TASK PROMPT:
Every line holding the word "flower" should be copied from the material.

START THE DATA

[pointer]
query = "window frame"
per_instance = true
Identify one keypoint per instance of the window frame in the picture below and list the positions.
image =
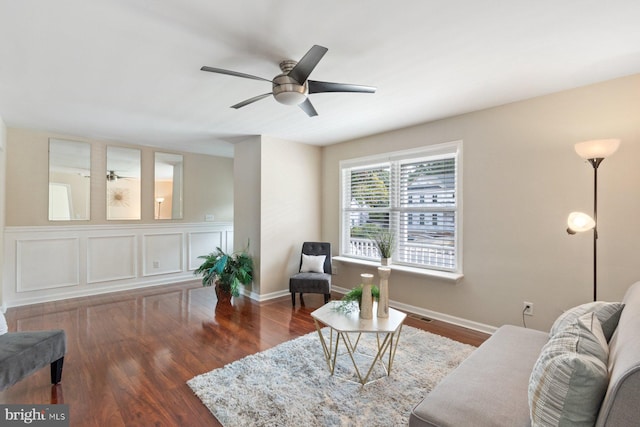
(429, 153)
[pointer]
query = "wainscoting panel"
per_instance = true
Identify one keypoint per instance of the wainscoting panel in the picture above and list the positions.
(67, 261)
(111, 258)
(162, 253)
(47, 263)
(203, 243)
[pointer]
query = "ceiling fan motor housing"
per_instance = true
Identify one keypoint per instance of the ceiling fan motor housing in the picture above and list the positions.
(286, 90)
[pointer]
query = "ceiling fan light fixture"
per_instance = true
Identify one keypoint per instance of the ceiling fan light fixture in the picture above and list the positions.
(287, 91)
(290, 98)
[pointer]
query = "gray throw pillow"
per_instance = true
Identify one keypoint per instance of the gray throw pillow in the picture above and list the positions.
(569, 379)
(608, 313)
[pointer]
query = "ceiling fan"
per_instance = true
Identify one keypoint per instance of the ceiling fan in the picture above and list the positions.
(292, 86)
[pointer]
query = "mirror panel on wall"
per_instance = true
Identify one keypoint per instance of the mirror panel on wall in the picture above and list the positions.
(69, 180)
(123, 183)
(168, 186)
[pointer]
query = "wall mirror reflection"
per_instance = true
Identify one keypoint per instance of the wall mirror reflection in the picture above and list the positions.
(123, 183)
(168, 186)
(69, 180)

END THE DATA
START THE DATA

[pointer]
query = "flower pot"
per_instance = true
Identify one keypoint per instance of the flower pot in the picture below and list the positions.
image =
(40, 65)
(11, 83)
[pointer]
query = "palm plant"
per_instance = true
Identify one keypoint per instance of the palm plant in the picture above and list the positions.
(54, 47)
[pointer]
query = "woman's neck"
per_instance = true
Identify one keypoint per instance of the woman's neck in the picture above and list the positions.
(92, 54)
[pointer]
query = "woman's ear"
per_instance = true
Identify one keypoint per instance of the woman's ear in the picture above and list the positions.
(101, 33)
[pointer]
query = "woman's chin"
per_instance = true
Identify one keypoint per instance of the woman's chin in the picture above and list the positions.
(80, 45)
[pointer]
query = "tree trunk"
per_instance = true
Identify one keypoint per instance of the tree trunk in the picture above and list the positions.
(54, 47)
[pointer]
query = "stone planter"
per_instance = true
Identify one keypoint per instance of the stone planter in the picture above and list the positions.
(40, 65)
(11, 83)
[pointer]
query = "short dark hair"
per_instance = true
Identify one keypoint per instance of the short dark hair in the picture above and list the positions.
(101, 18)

END THE DATA

SOLUTION FOR THIS PROBLEM:
query = "flower pot"
Identify one keypoint per instance of the flower pot in the picture below and list the positions.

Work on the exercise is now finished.